:: Given text

21. The semiconductor device of claim 20, wherein a length of said
electrode material at said gate insulation layer is approximately
30 nm or less.
22. The semiconductor device of claim 20, wherein said work
function adjusting material layer comprises at least one of
titanium and tantalum.
Description
BACKGROUND OF THE INVENTION
[0001] 1. Field of the Invention
[0002] Generally, the present disclosure relates to the fabrication
of sophisticated integrated circuits including transistor elements
comprising highly capacitive gate structures on the basis of a
high-k gate dielectric material of increased permittivity and a
work function metal.
[0003] 2. Description of the Related Art
[0004] The fabrication of advanced integrated circuits, such as
CPUs, storage devices, ASICs (application specific integrated
circuits) and the like, requires the formation of a large number of
circuit elements on a given chip area according to a specified
circuit layout, wherein field effect transistors represent one
important type of circuit element that substantially determines
performance of the integrated circuits. Generally, a plurality of
process technologies are currently practiced, wherein, for many
types of complex circuitry, including field effect transistors,
CMOS technology is currently one of the most promising approaches
due to the superior characteristics in view of operating speed
and/or power consumption and/or cost efficiency. During the
fabrication of complex integrated circuits using, for instance,
CMOS technology, millions of transistors, i.e., N-channel
transistors and P-channel transistors, are formed on a substrate
including a crystalline semiconductor layer. A field effect
transistor, irrespective of whether an N-channel transistor or a
P-channel transistor is considered, typically comprises so-called
PN junctions that are formed by an interface of highly doped
regions, referred to as drain and source regions, with a slightly
doped or non-doped region, such as a channel region, disposed
adjacent to the highly doped regions. In a field effect transistor,
the conductivity of the channel region, i.e., the drive current
capability of the conductive channel, is controlled by a gate
electrode formed adjacent to the channel region and separated
therefrom by a thin insulating layer. The conductivity of the
channel region, upon formation of a conductive channel due to the
application of an appropriate control voltage to the gate
electrode, depends on the dopant concentration, the mobility of the
charge carriers and, for a given extension of the channel region in
the transistor width direction, on the distance between the source
and drain regions, which is also referred to as channel length.

::::

*Tasks and exercises:*
1: Answer these questions from the patent excerpt on transistor gate structures:
(a) According to claim 22, which metals may the work function adjusting material layer comprise?
(b) Which technology does the excerpt call one of the most promising approaches for many types of complex circuitry?
(c) What name is given to the distance between the source and drain regions?
2: Resume the patent excerpt on transistor gate structures, picking up right after its final sentence.

:: Material

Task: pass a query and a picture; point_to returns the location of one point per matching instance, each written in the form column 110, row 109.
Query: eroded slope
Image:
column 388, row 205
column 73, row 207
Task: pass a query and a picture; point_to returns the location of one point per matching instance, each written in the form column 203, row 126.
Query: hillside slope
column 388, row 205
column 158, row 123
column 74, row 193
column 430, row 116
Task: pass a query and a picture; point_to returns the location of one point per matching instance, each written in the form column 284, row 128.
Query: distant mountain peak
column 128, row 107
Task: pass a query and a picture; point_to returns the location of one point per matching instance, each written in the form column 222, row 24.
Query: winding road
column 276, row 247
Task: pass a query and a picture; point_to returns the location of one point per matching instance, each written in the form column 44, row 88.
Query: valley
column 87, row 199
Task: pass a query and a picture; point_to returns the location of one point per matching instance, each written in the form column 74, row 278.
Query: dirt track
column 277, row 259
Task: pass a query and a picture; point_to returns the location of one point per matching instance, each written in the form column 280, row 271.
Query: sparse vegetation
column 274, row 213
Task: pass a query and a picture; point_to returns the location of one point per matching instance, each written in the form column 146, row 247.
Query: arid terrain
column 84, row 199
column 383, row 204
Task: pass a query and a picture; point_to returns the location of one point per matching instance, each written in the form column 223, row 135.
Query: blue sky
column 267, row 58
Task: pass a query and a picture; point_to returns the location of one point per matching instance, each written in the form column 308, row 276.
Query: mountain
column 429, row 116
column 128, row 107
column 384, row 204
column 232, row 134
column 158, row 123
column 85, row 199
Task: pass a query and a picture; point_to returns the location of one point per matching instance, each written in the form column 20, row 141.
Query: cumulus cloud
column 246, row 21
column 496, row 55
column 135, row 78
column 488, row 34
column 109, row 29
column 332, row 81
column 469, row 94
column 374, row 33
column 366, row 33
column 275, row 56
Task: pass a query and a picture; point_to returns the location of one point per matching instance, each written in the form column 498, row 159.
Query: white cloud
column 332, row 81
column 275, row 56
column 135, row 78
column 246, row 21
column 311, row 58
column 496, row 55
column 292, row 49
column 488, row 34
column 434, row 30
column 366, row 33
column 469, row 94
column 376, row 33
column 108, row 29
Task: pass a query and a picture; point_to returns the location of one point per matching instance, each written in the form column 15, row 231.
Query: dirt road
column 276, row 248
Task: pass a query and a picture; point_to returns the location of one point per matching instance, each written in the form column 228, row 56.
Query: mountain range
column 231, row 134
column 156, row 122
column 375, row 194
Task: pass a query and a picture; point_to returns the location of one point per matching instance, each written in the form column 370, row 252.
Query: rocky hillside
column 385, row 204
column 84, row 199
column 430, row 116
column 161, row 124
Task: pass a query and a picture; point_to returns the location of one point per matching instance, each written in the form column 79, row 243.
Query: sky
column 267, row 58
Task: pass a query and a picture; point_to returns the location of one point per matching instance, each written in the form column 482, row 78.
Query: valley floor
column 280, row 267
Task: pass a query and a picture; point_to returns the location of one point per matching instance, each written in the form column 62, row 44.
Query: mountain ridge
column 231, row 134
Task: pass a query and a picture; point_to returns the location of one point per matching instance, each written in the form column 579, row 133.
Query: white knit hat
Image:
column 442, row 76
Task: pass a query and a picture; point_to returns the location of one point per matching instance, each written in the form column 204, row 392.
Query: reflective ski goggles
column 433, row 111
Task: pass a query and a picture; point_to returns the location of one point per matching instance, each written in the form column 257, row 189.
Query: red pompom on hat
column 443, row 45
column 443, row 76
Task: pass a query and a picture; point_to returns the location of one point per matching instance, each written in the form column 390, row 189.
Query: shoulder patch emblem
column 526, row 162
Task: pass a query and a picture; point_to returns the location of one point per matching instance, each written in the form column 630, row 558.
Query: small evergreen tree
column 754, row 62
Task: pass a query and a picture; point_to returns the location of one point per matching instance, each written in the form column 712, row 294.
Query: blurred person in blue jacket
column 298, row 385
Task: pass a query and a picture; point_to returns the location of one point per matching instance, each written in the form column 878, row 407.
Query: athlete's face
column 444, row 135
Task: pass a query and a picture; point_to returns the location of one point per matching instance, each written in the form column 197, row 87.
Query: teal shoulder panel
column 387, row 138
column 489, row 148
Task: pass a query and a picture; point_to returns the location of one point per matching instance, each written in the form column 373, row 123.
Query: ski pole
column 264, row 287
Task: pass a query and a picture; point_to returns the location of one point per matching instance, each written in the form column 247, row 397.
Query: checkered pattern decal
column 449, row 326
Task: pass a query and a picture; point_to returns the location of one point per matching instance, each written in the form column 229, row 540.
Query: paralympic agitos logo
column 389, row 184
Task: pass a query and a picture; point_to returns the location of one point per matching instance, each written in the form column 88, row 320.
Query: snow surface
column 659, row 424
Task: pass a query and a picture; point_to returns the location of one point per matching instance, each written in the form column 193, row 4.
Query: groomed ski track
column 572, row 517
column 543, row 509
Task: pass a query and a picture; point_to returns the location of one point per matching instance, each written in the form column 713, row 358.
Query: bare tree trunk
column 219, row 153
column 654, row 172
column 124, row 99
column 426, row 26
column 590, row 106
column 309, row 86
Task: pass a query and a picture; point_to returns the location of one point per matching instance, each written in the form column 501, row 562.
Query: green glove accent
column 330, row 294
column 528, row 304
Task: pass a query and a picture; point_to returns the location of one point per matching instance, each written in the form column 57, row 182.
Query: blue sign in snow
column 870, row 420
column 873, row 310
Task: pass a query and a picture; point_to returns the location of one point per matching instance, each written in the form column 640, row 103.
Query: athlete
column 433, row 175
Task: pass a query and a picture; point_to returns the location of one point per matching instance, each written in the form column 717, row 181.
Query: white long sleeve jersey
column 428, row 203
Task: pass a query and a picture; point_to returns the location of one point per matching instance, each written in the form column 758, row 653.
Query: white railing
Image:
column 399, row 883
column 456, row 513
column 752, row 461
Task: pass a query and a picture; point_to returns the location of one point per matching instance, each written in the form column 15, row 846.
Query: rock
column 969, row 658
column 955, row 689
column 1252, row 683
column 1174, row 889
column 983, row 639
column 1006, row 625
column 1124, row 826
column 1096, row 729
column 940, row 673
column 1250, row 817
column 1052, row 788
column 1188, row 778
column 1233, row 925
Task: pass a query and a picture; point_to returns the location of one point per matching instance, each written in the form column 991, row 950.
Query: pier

::::

*Answers to the exercises:*
1:
(a) At least one of titanium and tantalum.
(b) CMOS technology.
(c) Channel length.

2:
Hence, the conductivity of the channel region substantially affects
the performance of MOS transistors. Thus, as the speed of creating
the channel, which depends on the conductivity of the gate
electrode, and the channel resistivity substantially determine the
transistor characteristics, the scaling of the channel length, and
associated therewith the reduction of channel resistivity, is a
dominant design criterion for accomplishing an increase in the
operating speed of the integrated circuits.
[0005] Presently, the vast majority of integrated circuits are
based on silicon due to substantially unlimited availability, the
well-understood characteristics of silicon and related materials
and processes and the experience gathered during the last 50 years.
Therefore, silicon will likely remain the material of choice for
future circuit generations designed for mass products. One reason
for the importance of silicon in fabricating semiconductor devices
has been the superior characteristics of a silicon/silicon dioxide
interface that allows reliable electrical insulation of different
regions from each other. The silicon/silicon dioxide interface is
stable at high temperatures and, thus, allows performance of
subsequent high temperature processes, as are required, for
example, for anneal cycles to activate dopants and to cure crystal
damage without sacrificing the electrical characteristics of the
interface.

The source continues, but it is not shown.